• **Tasks for this exercise**:
[A] List every voltage value given in the LED luminaire post.
[B] Duplicate the part of the LED luminaire post that opens with the words containing "I'll start with" and closes with "is therefore 36.75W.".

• **Text extract**:

# DIY LED Luminaire MkII



## supercoley1

This is a follow on from a previous thread on here which of course got lost a few months ago 

I'll start with a quick refresher of the original setup and then move onto the MkII. I won't add all the pictures of the MkI as you can see these in the original threads above. Also the complete build journals and pictures can be located on my website here:

MkI
GreenNeedle-Page1-DIY LED Lighting

MkII
GreenNeedle-Page1-DIY LED Lighting MkII

The basic electrics: 5 seperate series of 3 x Luxeon 3W LEDs. Each series supplied with 12V which then run through a current controller (driver.) The driver consumes 1.5V and therefore 10.5V goes into each series of 3 making 3.5V per LED. This equates to 2.45W per LED and 7.35W per series. The whole setup with all 5 series on is therefore 36.75W.

The tank it goes over is 33USG thus making 1.11WPG when all series are on. If they ran at max for the whole 9 hour photoperiod this would be a highlight tank.

Stored entries

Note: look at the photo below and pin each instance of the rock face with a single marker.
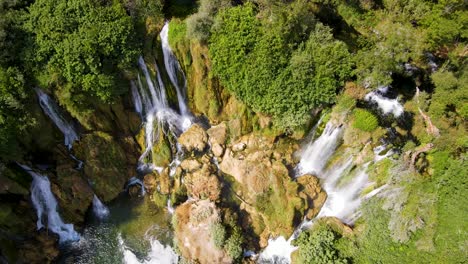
(203, 183)
(312, 193)
(273, 202)
(108, 164)
(194, 139)
(193, 237)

• **Exercise results**:
[A] 12V, 1.5V, 10.5V, 3.5V

[B]
I'll start with a quick refresher of the original setup and then move onto the MkII. I won't add all the pictures of the MkI as you can see these in the original threads above. Also the complete build journals and pictures can be located on my website here:

MkI
GreenNeedle-Page1-DIY LED Lighting

MkII
GreenNeedle-Page1-DIY LED Lighting MkII

The basic electrics: 5 seperate series of 3 x Luxeon 3W LEDs. Each series supplied with 12V which then run through a current controller (driver.) The driver consumes 1.5V and therefore 10.5V goes into each series of 3 making 3.5V per LED. This equates to 2.45W per LED and 7.35W per series. The whole setup with all 5 series on is therefore 36.75W.